» **Written instruction**
Please write out every row below again, including the request, and offset each coordinate in the answers by adding 11 to both its x and y values.

-*-*-

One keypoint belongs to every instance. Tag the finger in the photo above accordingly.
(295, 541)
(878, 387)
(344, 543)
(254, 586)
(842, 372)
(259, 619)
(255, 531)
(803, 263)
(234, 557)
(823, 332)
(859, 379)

-*-*-

» **The reply**
One keypoint belongs to every instance. Tag the finger in the photo above accordingly.
(306, 552)
(889, 398)
(355, 554)
(265, 597)
(853, 383)
(270, 630)
(266, 542)
(814, 274)
(245, 568)
(834, 343)
(870, 390)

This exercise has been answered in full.